:: RECORDS FOR THIS TASK
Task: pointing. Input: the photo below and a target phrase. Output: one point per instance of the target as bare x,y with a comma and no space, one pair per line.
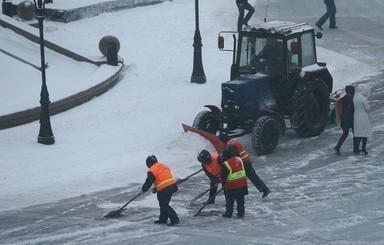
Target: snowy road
327,200
317,197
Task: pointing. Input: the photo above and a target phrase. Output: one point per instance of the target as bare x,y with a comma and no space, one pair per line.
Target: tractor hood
248,92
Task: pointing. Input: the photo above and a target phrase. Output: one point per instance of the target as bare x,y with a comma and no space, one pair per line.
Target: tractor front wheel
265,135
206,121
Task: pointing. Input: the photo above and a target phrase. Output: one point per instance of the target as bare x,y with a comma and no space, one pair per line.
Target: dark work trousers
230,202
356,144
343,137
212,192
253,177
166,211
243,5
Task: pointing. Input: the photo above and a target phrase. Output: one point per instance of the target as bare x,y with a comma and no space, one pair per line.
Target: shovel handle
133,198
210,199
179,181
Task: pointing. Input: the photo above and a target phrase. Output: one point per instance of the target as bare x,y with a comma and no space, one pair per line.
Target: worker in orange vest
235,181
160,175
212,168
250,171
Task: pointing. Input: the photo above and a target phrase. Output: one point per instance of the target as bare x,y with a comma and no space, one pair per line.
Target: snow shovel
202,194
115,213
210,199
179,181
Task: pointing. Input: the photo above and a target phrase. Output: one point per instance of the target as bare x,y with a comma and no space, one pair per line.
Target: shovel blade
114,213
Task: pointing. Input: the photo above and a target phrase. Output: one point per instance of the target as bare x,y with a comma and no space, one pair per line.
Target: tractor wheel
265,135
206,121
310,108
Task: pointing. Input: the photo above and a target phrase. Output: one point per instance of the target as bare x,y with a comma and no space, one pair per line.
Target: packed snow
103,144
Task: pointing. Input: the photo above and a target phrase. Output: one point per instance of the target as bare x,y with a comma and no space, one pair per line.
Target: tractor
275,83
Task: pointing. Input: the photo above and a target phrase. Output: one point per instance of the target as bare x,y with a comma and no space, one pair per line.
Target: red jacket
214,167
236,178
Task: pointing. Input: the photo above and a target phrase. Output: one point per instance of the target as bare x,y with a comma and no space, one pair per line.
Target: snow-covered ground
103,144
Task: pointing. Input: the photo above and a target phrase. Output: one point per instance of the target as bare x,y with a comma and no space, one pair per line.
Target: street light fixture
45,134
198,75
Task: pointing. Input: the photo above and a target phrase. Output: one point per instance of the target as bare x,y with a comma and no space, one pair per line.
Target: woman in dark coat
346,116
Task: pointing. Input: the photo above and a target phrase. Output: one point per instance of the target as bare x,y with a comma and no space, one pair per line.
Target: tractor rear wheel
206,121
265,135
310,108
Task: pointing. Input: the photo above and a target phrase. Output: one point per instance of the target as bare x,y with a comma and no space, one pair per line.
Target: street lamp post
45,134
198,75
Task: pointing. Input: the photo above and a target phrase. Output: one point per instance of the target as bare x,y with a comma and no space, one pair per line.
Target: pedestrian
345,111
235,182
331,14
243,5
160,175
212,168
249,170
361,124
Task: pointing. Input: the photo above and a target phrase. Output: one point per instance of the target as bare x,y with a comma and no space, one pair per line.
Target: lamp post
45,134
198,75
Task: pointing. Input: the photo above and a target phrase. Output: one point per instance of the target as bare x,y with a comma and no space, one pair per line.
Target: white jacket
361,123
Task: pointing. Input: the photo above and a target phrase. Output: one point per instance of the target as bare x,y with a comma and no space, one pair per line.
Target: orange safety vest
236,177
243,154
214,167
163,175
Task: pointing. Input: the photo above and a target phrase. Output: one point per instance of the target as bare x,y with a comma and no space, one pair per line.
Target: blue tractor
276,83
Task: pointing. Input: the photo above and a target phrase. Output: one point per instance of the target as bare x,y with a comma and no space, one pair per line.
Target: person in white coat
362,125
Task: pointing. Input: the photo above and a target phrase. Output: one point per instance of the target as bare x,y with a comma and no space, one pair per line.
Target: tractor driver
270,58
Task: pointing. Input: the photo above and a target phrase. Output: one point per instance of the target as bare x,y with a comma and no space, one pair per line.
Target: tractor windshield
264,55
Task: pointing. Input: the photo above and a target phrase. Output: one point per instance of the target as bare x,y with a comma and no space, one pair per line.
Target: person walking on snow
249,170
235,181
345,112
331,14
212,168
243,5
160,175
361,124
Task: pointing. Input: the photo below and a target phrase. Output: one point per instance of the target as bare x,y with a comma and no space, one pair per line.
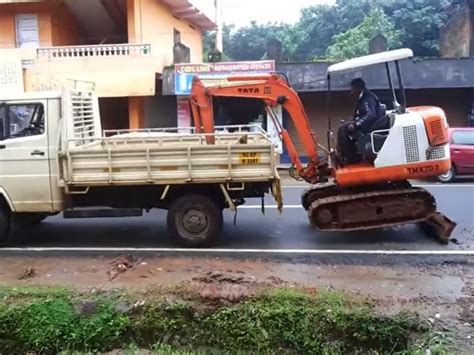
::::
STATED GOAL => Which lines in the items above contain the string "orange"? Extract each of them in full.

RESPONSE TO THIS EXERCISE =>
Target: worker in orange vest
Target: orange safety vest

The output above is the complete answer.